— START RAW RECORDS —
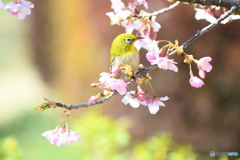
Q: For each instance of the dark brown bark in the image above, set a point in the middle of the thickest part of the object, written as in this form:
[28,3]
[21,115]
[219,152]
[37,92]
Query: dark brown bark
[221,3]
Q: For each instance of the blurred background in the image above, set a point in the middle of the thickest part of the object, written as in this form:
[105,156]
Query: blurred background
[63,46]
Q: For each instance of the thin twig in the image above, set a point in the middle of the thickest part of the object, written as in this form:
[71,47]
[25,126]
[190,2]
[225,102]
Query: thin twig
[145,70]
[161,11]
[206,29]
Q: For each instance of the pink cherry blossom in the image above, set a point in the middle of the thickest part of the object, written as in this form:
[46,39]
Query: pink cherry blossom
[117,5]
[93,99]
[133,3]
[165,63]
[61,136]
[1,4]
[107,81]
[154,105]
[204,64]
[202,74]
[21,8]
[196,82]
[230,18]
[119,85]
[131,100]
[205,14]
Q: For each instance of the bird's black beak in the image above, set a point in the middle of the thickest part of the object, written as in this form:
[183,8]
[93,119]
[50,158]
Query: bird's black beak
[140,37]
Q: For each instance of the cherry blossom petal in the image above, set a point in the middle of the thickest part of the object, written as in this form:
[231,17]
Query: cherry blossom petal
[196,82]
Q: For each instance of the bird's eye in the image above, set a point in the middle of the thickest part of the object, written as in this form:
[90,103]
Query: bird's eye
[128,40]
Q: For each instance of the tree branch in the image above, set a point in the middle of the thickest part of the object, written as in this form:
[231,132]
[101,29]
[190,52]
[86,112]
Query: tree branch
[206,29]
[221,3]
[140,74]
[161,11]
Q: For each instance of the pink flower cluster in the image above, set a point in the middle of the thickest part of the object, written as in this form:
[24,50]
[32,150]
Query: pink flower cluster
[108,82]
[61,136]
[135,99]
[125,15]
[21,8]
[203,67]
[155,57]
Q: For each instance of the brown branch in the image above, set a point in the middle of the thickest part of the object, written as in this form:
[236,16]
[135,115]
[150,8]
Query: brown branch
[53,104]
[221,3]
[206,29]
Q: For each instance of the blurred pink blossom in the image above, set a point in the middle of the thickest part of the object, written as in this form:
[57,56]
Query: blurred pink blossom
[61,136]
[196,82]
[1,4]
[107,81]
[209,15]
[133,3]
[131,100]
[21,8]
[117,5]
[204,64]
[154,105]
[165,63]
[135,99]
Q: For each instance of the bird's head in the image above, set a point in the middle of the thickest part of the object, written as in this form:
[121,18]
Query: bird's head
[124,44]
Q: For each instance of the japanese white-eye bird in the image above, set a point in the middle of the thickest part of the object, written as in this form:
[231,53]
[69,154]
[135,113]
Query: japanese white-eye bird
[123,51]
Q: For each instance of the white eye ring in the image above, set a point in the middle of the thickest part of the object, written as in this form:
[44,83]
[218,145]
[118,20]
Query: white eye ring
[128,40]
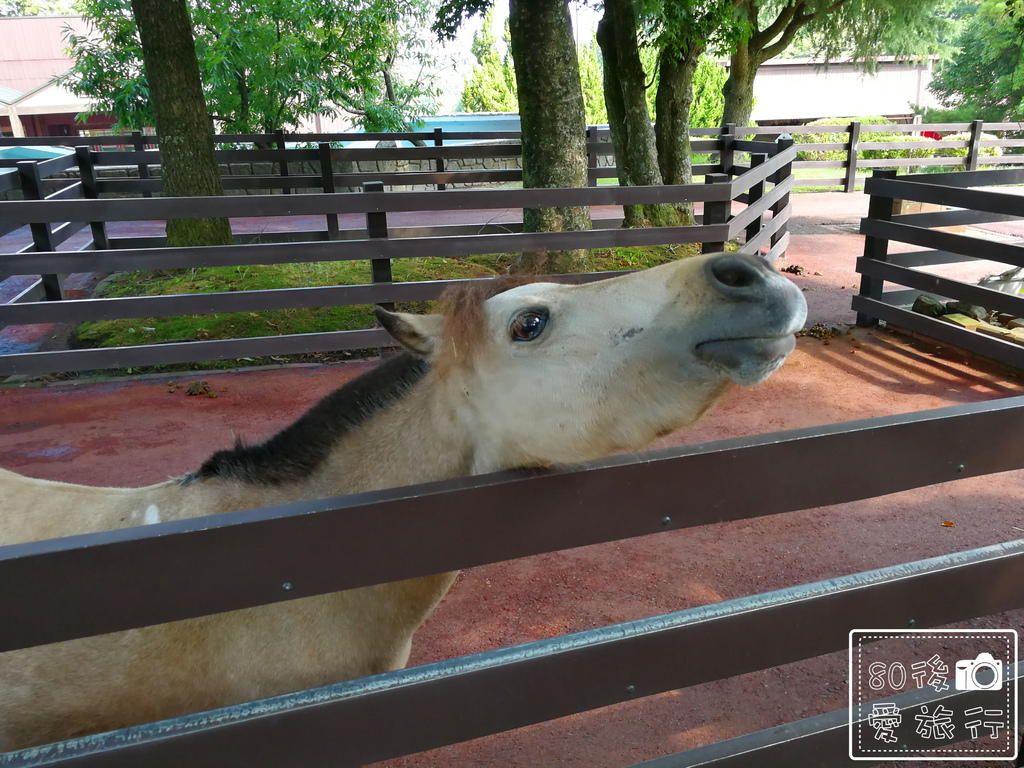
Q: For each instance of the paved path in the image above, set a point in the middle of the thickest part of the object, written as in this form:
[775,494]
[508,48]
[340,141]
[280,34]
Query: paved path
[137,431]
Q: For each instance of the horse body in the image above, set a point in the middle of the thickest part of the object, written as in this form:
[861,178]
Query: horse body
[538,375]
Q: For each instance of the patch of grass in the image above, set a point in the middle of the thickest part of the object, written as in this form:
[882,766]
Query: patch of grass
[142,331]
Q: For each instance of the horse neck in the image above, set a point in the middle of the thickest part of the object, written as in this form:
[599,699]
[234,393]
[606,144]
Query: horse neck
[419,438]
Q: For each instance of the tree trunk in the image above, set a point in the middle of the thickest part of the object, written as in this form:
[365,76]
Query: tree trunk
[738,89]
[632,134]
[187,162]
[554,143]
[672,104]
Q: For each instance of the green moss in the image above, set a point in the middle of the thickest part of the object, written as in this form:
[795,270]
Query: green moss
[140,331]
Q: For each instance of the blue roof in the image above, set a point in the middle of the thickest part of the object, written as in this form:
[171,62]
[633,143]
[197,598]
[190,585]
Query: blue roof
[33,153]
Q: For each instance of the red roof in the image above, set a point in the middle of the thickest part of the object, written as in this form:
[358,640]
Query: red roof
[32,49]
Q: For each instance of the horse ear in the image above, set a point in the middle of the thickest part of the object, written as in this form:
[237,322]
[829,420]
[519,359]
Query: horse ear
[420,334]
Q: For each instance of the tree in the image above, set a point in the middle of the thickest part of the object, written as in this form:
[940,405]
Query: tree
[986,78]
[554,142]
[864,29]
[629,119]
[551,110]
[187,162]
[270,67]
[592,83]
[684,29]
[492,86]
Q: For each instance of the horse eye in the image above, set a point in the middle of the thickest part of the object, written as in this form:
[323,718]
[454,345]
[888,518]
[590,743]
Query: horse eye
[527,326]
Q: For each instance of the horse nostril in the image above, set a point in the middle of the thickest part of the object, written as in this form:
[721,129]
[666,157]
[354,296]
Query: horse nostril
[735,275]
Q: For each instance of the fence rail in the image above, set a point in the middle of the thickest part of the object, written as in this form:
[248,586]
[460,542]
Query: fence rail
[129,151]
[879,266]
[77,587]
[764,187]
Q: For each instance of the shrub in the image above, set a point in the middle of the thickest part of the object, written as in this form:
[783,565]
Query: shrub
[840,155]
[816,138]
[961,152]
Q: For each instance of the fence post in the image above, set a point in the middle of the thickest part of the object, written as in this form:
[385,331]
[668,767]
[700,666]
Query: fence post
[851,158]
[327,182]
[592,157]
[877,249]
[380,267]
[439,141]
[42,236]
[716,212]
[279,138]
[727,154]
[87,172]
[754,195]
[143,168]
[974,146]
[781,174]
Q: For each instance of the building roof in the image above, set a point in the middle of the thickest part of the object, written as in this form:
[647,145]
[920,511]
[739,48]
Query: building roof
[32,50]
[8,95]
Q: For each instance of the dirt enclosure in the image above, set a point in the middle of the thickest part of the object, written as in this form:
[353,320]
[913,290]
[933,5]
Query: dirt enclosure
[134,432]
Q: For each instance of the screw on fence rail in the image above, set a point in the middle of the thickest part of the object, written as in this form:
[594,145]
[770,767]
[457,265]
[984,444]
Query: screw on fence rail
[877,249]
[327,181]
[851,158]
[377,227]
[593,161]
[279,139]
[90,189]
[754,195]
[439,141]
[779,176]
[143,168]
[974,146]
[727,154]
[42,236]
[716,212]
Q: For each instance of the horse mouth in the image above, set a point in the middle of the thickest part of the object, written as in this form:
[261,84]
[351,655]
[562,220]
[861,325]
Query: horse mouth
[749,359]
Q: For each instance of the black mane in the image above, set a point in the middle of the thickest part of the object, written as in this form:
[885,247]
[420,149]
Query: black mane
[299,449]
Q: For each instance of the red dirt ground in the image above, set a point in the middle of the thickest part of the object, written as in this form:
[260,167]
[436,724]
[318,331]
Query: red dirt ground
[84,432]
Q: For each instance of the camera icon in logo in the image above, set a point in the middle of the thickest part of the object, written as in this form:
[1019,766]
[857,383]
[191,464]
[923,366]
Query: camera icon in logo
— END RAW RECORDS —
Reproduce every row above word for word, omitting the pictures.

Q: For each instance of the dark brown bark in the image above, set a point in the middle of the thickest part of the object, written as in this form:
[28,3]
[21,115]
[219,152]
[37,92]
Query: dark brown bark
[221,3]
Q: For each instance of the blurred background in the image above, set a point in the middle of the thickest part of the object, written as in this form:
[105,156]
Query: blurred background
[63,46]
Q: For each instance of the thin twig in the image above, set a point in the middle of the thickest part of the object, written as in this form:
[71,47]
[25,126]
[190,2]
[225,102]
Query: thin twig
[145,70]
[161,11]
[206,29]
Q: For each instance of the pink cherry blossom in the image above, set a point in the middle of the thickest part of the object, written as in this form:
[46,39]
Query: pink cherry blossom
[117,5]
[93,99]
[133,3]
[165,63]
[61,136]
[1,4]
[107,81]
[154,105]
[204,64]
[202,74]
[21,8]
[196,82]
[230,18]
[119,85]
[131,100]
[205,14]
Q: For each instance of the bird's black beak in the image above, set a point in the middle of the thickest part of the object, written as in this form:
[183,8]
[93,119]
[50,158]
Query: bird's black beak
[140,37]
Q: For each instance of the cherry blossom petal in the image above, set a point in the middle of the thickest part of the object, written as in this form:
[231,17]
Query: cherry blossom petal
[196,82]
Q: For each instance of the bird's eye in the image above, set a point in the middle of the thickest part of the object, written as in this form:
[90,103]
Query: bird's eye
[128,40]
Q: For each instance of the tree branch in the image above, set a point in the middle of the thickest part of the object, written as in this form:
[231,132]
[101,29]
[190,52]
[86,112]
Query: tree branch
[206,29]
[221,3]
[140,74]
[161,11]
Q: For each instance of the pink flower cluster in the image above, set a point in the middle of the thickest part of the object, written as in this form:
[24,50]
[32,150]
Query: pink flower cluster
[108,82]
[61,136]
[135,99]
[125,15]
[21,8]
[203,67]
[155,57]
Q: For each instance of the brown branch in the image above, set a point in the middle of the thickest part of the object, written as in this form:
[236,16]
[135,115]
[150,8]
Query: brown branch
[53,104]
[221,3]
[206,29]
Q: For each instance of the blurred pink blossom in the image above, set a point in the middle of the thickest part of the object, written as in this form:
[57,56]
Query: blurred pink blossom
[61,136]
[196,82]
[1,4]
[107,81]
[209,15]
[133,3]
[131,100]
[21,8]
[117,5]
[204,64]
[154,105]
[165,63]
[135,99]
Q: For each instance of the bird's head in the image above, set a point in the middle of the thickest part of the object, written as in this form:
[121,18]
Query: bird's head
[124,44]
Q: For each instance of the japanese white-eye bird in the image above, set a point in the middle of the thickest part of the object, written as in this form:
[231,53]
[69,154]
[135,113]
Query: japanese white-eye bird
[123,51]
Q: For each instance of the white eye ring in the image above, set a point in the middle of the thickest part of the object, written as in this form:
[44,83]
[218,145]
[118,20]
Query: white eye ring
[128,40]
Q: For each instance of the paved path in the image above, set a point in the middle of the thickest part of the object, written as in this form:
[775,494]
[508,48]
[340,141]
[280,34]
Query: paved path
[137,431]
Q: For each instance of the horse body in the image above, set a point in the middle of the thickest part of the object, written as in this form:
[861,178]
Query: horse body
[538,375]
Q: For each instance of the patch of grass in the image above, set a point in the middle of the thickest part of the object, written as in this form:
[882,766]
Query: patch of grass
[142,331]
Q: For each instance of the horse neck in the image above, set a point in the middle of the thickest part of the object, written as in this form:
[599,699]
[234,393]
[606,144]
Query: horse neck
[419,438]
Q: For each instance of the tree trunk in the image above, set a point in the middle of the thickest part of the object, written as in this form:
[365,76]
Query: tree trunk
[738,89]
[632,134]
[187,162]
[554,143]
[672,104]
Q: For each instance of the green moss in the image above, set a point in the middle of the thickest part of the object, written as in this form:
[795,270]
Query: green moss
[140,331]
Q: For each instance of the blue roof in the image above, set a point in the middle of the thickest part of the object, written as in this form:
[171,62]
[633,143]
[197,598]
[190,585]
Query: blue roof
[33,153]
Q: For each instance of the red roof in the image above, set a point in the middle of the thickest part of the object, written as in this form:
[358,640]
Query: red roof
[32,49]
Q: For each instance of the horse ear in the image above, set a point in the middle of the thickest part of the object, written as in this form:
[237,322]
[829,420]
[519,359]
Query: horse ear
[420,334]
Q: For each instance of the tree in the image above, set a point in the middle of the thickest part of the object, written as in this form:
[940,405]
Query: tree
[986,78]
[554,142]
[864,29]
[629,119]
[551,110]
[187,162]
[270,67]
[592,83]
[684,29]
[492,86]
Q: For each instance of the horse eye in the image above, set a point in the middle of the thickest part of the object, written as in this form:
[323,718]
[454,345]
[888,518]
[590,743]
Query: horse eye
[527,326]
Q: For each instance of the horse nostril in the image above, set a point in the middle of the thickest part of the object, written as in this form:
[721,129]
[666,157]
[354,296]
Query: horse nostril
[735,275]
Q: For each instance of the fence rail in the image above, set a point in the middle of the thickest part of the object, written as in this form:
[248,586]
[460,542]
Query: fence rail
[129,151]
[879,266]
[77,587]
[764,187]
Q: For each instance of the shrub in the image above, set a point in the middle of the thickest part of the object, written as in this form:
[783,565]
Query: shrub
[840,155]
[816,138]
[961,152]
Q: For each instance of the fence post in the image above, set a point in the middle of the thickest part of the object, written as in this form:
[385,331]
[668,767]
[700,666]
Query: fence post
[851,158]
[327,182]
[592,157]
[877,249]
[380,267]
[439,141]
[42,236]
[716,212]
[279,138]
[727,154]
[87,172]
[754,195]
[143,168]
[974,146]
[781,174]
Q: For each instance of the building roof in the image above, set a point in the middle of the thickest part of the object, written as in this form:
[647,145]
[920,511]
[739,48]
Query: building roof
[32,50]
[8,95]
Q: For each instance of the dirt enclosure in the image above, set a point in the middle of the thickest part of the object, written as in this form:
[353,320]
[913,290]
[933,5]
Query: dirt enclosure
[134,432]
Q: For each instance of the screw on fence rail in the image above, set a point in the middle of the thickest part of the object, written as in this form:
[594,145]
[770,767]
[457,265]
[984,444]
Query: screw on fence rail
[877,249]
[327,181]
[851,158]
[377,227]
[593,161]
[279,139]
[90,189]
[754,195]
[439,141]
[779,176]
[143,168]
[974,146]
[727,154]
[42,236]
[716,212]
Q: For each instance of the horse mouth in the image above, set a point in the middle of the thickest part of the object, written as in this form:
[261,84]
[351,655]
[562,220]
[861,325]
Query: horse mouth
[749,359]
Q: For each instance of the black mane in the image above, set a point in the middle of the thickest part of the object, written as in this form:
[885,247]
[420,149]
Query: black mane
[299,449]
Q: For each instance of the red dirt ground in the image above, set a point in the middle of the thickest part of the object, written as in this form:
[260,167]
[436,724]
[318,331]
Query: red dirt ground
[84,432]
Q: For each instance of the camera icon in logo in the image above, set a point in the middle of the thickest part of the object, written as in this form:
[1019,766]
[857,383]
[191,464]
[923,366]
Query: camera icon in logo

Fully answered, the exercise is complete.